» Texto de leitura
________________
|
Texto Anterior | Próximo Texto | Índice
CRÍTICA
Época rica alimenta debate até hoje
FERNANDO MARQUES
ESPECIAL PARA A FOLHA
Os artistas da vanguarda
teatral russa, nas três primeiras décadas do século 20, viveram
tempos de fazer inveja ao morno
ano 2001, excluído, é claro, o trágico desenlace stalinista por volta
de 1930.
Os quatro capítulos de "Stanislavski, Meierhold & Cia.", conjunto de ensaios de Jacó Guinsburg sobre a cena russa e soviética, em alguns momentos lembram, de fato, a estrutura dos dramas ou romances mais movimentados. É o caso, particularmente, da primeira parte do livro.
Resumindo e comentando as
idéias e práticas estéticas de Stanislavski, líder do Teatro de Arte
de Moscou, criado em 1898, e de
Meyerhold, discípulo rebelde e
independente, Guinsburg traça o
mapa de uma época passionalmente rica em formulações novas, algumas delas capazes de alimentar, ainda hoje, o debate teatral.
O inquieto Meyerhold interpretou o papel de Trepliov, artista inconformado com as formas fósseis de teatro e de vida, na peça "A
Gaivota", de Tchecov, que se
transformaria no primeiro espetáculo importante do Teatro de
Arte.
Seus gestos extremos em cena,
já naquele momento, contrariavam a contenção stanislavskiana,
que, por sua vez, contrapunha-se
aos hábitos e estereótipos melodramáticos.
Meyerhold viria a contestar o
realismo na esteira de influências
basicamente simbolistas, que o levavam a buscar, na arte, a "quintessência da vida". O naturalismo
denso praticado pela companhia
seria interrogado em nome dos
recursos formais exclusivos do
palco, que, para Meyerhold, devia
abster-se de imitar a realidade.
Suas pesquisas, informa Guinsburg, envolvem as fases simbolista, esteticista, construtivista e sintética. O movimento dos atores é
concebido plasticamente, transformado em coreografia, com a
qual dialogam a luz e os elementos cenográficos, que tendem ao
abstrato. A trajetória do diretor,
que encenaria largos espetáculos
"para as massas" depois da Revolução de 1917, colaborando com o
poeta e autor Maiakovski, desenvolve-se no sentido da geometria,
desenhando grandes quadros ligados por sugestões sensoriais.
A segunda parte do volume é
dedicada aos encenadores formados sob a asa de Stanislavski e aos
artistas e teóricos contemporâneos do mestre. Entre estes encontra-se Evreinov, que formula
os conceitos de "instinto de transformação" e de "monodrama".
Os seres humanos disporiam,
explica Guinsburg, de "um pré-estético instinto primordial de
transmutação", o desejo de mudar e de "ser outro", ou seja, a base do teatro. Evreinov reclamava
o teatro puro, desvinculado da cópia da realidade, assim como do
"ato sacrossanto" e da propaganda política. Já o monodrama antecipa a subjetivação radical operada pelo expressionismo alemão
nos anos 10 e 20.
O próprio Evreivov, no entanto,
irá encenar gigantesco espetáculo
em 1920: 500 músicos, oito mil
atores, 100 mil espectadores, chamado "A Tomada do Palácio de
Inverno". Pode-se imaginar o
efeito catártico do espetáculo no
terceiro aniversário da revolução.
________________
» Objetivos
[A] Segundo a crítica, em que ano foi criado o Teatro de Arte de Moscou?
[B] Reproduza palavra por palavra o trecho da crítica entre "Resumindo e comentando" e "e estereótipos melodramáticos.", inclusive.

» Trechos do conjunto de dados de anotação de localização
________________
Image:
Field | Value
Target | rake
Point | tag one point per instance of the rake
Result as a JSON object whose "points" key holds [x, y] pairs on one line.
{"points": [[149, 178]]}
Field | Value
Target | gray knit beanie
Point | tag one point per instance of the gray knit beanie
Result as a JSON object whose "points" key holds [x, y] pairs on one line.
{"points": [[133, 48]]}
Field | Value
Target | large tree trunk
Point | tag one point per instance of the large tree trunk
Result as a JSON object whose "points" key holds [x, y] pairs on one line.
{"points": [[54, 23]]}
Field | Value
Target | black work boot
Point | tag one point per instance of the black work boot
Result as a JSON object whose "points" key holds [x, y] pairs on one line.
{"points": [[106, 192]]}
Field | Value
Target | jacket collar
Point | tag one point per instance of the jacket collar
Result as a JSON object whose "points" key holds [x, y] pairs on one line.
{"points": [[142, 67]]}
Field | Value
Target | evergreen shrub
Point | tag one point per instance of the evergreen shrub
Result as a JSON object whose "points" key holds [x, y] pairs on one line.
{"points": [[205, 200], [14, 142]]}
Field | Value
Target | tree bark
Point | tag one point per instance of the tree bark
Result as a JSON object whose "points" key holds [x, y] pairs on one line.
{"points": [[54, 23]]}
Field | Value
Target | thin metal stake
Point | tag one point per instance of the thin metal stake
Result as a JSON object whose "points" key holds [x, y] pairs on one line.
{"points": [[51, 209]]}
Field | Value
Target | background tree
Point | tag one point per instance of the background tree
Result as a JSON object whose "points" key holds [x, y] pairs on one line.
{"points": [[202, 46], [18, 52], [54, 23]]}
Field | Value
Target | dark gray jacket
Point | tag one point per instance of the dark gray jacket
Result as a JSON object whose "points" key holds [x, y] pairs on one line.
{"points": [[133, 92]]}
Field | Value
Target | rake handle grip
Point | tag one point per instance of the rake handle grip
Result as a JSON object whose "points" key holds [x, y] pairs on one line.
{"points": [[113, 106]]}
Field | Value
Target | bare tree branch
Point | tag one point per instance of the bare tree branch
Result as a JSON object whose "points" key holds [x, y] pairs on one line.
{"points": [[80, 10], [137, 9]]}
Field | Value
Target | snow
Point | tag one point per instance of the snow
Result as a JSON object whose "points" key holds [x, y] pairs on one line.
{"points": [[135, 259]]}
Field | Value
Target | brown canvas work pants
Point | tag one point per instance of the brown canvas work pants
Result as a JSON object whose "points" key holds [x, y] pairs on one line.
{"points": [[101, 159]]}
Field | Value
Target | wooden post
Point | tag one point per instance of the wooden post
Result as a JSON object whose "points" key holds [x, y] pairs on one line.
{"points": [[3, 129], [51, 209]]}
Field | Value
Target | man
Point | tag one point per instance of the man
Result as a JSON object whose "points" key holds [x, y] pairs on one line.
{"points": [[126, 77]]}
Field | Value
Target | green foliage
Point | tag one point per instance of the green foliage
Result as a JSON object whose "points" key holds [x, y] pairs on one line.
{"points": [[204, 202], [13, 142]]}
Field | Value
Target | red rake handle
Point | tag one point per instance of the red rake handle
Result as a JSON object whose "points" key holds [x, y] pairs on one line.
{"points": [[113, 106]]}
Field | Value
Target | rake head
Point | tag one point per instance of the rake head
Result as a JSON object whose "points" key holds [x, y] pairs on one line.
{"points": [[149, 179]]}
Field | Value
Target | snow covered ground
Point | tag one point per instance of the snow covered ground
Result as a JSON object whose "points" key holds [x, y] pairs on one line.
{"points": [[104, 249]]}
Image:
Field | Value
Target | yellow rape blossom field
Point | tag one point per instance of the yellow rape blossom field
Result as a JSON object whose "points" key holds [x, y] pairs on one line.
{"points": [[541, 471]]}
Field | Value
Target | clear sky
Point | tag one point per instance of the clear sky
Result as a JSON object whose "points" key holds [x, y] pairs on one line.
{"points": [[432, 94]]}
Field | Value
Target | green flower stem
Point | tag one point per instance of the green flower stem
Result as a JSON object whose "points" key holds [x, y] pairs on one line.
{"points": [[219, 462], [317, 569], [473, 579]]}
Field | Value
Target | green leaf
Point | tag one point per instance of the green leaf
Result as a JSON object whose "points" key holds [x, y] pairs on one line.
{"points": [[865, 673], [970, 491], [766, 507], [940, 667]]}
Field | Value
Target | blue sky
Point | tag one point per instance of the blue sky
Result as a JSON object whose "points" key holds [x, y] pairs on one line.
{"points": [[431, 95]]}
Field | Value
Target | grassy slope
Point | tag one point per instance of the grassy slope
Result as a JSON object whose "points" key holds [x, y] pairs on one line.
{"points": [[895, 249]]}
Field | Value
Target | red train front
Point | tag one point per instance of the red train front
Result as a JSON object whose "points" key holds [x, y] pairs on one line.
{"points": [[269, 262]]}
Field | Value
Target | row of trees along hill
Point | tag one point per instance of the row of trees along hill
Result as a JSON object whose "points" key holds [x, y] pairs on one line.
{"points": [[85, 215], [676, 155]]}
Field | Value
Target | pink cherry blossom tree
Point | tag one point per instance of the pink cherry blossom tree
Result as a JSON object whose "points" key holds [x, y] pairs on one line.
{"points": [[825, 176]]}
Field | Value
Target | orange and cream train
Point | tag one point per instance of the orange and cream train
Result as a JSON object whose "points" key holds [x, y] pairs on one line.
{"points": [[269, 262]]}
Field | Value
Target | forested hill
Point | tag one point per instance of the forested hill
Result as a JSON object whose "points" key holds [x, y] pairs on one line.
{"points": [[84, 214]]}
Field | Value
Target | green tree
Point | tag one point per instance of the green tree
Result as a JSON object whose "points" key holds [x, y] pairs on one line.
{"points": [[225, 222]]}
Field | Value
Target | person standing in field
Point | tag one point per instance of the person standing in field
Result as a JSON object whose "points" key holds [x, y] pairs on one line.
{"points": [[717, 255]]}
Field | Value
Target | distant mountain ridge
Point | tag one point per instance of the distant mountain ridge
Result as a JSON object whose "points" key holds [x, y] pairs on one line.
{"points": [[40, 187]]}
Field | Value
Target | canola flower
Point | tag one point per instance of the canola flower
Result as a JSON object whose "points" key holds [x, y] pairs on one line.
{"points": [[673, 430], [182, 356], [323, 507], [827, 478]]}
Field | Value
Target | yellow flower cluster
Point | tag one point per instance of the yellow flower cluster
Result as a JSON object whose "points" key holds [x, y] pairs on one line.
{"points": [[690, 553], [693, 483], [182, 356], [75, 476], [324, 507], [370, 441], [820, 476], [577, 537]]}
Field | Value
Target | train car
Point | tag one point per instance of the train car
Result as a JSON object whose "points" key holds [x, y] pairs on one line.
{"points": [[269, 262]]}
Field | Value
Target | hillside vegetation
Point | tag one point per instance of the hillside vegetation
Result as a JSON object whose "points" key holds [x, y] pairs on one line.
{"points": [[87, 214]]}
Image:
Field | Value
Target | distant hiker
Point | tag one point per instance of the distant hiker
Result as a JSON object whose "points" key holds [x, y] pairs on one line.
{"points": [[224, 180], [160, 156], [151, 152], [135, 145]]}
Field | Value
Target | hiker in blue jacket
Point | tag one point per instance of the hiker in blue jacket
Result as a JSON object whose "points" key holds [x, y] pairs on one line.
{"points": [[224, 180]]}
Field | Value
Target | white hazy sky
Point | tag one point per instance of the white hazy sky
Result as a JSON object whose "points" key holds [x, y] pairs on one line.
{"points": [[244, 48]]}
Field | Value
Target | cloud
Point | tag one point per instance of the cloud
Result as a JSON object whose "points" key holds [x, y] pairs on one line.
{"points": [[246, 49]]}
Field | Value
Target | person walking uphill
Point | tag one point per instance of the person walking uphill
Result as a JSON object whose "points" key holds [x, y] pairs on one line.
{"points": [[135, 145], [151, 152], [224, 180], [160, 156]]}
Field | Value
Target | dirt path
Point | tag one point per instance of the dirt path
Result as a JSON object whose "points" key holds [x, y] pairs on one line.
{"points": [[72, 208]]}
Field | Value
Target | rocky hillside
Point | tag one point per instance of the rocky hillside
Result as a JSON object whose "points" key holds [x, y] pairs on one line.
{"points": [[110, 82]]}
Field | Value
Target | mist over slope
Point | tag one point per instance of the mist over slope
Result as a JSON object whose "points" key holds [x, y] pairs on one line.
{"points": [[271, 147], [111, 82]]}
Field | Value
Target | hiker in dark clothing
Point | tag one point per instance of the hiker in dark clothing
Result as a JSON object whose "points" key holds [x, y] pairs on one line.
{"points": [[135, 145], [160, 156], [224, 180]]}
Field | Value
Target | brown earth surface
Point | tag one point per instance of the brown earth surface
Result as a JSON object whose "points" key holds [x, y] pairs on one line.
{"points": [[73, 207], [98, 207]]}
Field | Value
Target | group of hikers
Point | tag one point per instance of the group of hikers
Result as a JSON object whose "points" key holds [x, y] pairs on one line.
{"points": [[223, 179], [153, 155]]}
________________
» Respostas completas
[A] Em 1898.

[B]
Resumindo e comentando as
idéias e práticas estéticas de Stanislavski, líder do Teatro de Arte
de Moscou, criado em 1898, e de
Meyerhold, discípulo rebelde e
independente, Guinsburg traça o
mapa de uma época passionalmente rica em formulações novas, algumas delas capazes de alimentar, ainda hoje, o debate teatral.
O inquieto Meyerhold interpretou o papel de Trepliov, artista inconformado com as formas fósseis de teatro e de vida, na peça "A
Gaivota", de Tchecov, que se
transformaria no primeiro espetáculo importante do Teatro de
Arte.
Seus gestos extremos em cena,
já naquele momento, contrariavam a contenção stanislavskiana,
que, por sua vez, contrapunha-se
aos hábitos e estereótipos melodramáticos.